**Stated goal**
Pick up the road-trip post below about leaving Salinas and keep writing it from its last sentence.

**Quoted passage**

The afternoon of June 26th I left Salinas. Finally. But before leaving I made one last stop – John Steinbeck’s gravesite.
And yes, I cried.
I didn’t see all the sights in and around Salinas I’d intended to see before leaving. I never do – in any town I’ve ever lived in, really. Just one of those things – I always think I’ll get around to it. But, ah well, that the way it go.
So, that Friday afternoon, I took off down the road. Hitting Castroville, I found myself laughing, nearly crying….and waiting for one more shoe to drop out of the sky. But, Murphy seemed to be running okay. I think I just have to get used to her stutters and bumps and hiccups. She’s an awkward old girl. Just like me, I suppose.
I wasn’t sure where I’d spend my first night. I figured I’d just drive north on Hwy 1 as long as I felt like and see where I ended up. I’d just passed the small town of Davenport when I saw this spectacular weather system forming over the Pacific and had to stop to photograph it:
I couldn’t capture the size of it in one shot. The sky went from bright sunlight to gigantic dark storm in an instant. Anyway, it was beautiful and I stood there enjoying it for a while. But when I turned back to Murphy to start driving again, there she was, spewing radiator coolant on the ground. Nooooooo……..

**Given material**

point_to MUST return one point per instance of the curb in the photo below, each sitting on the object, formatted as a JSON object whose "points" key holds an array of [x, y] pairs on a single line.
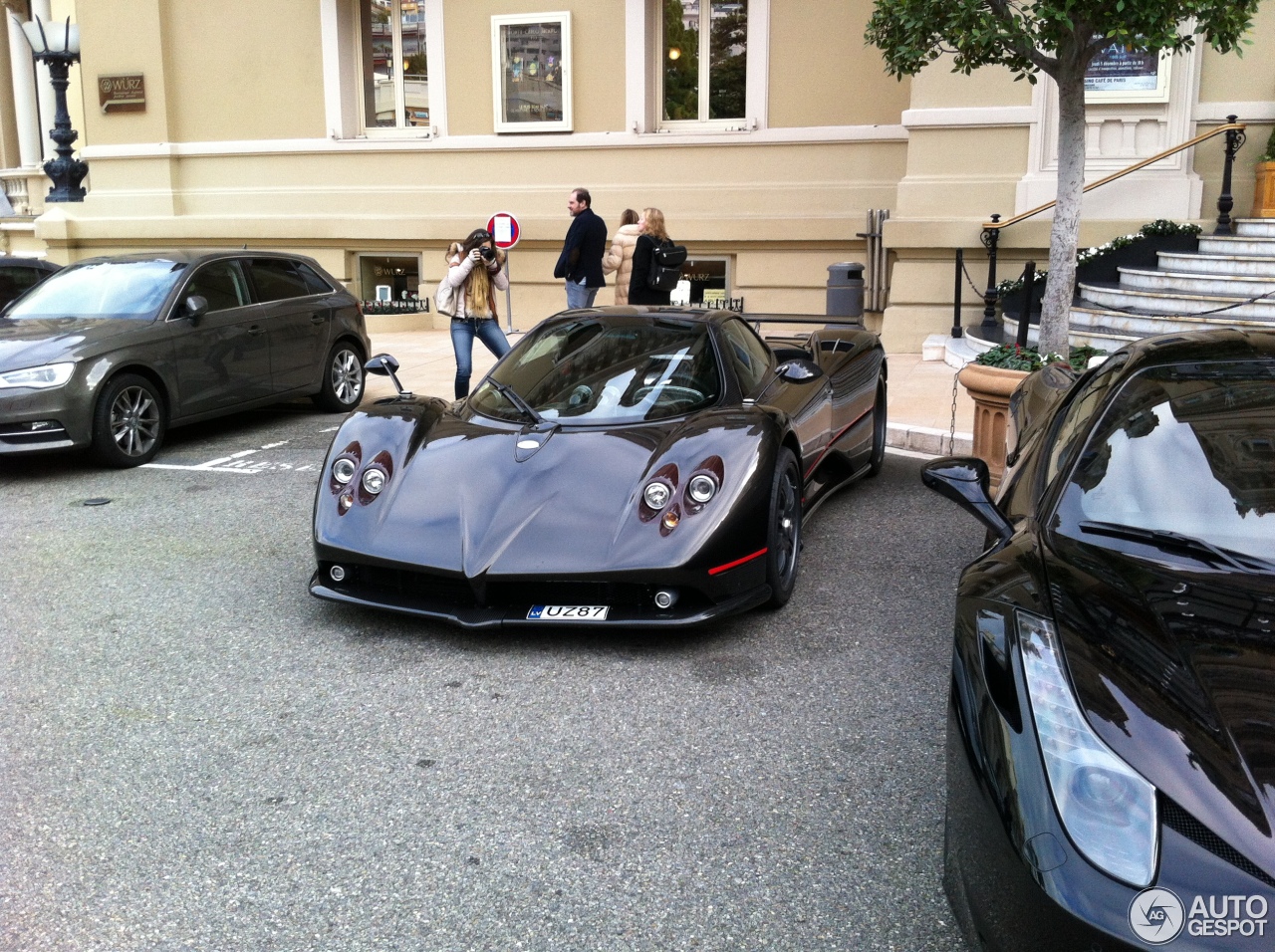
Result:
{"points": [[927, 440]]}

**Task result**
Well, I figured if I’m going to get stuck, I’d rather get stuck where there’s some humanity so I jumped in and drove back to Davenport, hopefully before all hell broke loose. I parked and went into Whale City Bakery where there was a Bluegrass quartet (the Black Eyed Suzies). Four women playing (guitar, mandolin, slide guitar and stand-up bass) and singing beautiful harmonies.
I sat and listened for a while, figuring I’d let Murphy cool down. But I was concerned that I was parked illegally (who wants a ticket the first day of a journey?) so I asked around if there was a place I could park for the night. Not so much. Davenport’s a small town and I guess they like to keep it that way. But a very nice guy who lived in the area told me I really should try to park further down the road to avoid a ticket and offered to look at my van as well. It turns out there was plenty of coolant in the radiator. I guess maybe it was too full to begin with or something, but it seemed fine.
As I was thanking him, I was thinking about going back in to the restaurant for a while. But he kept saying ‘happy trails’ and such and I felt like I should leave! Awkward! Anyway, I decided to drive on up to Half Moon Bay for the night.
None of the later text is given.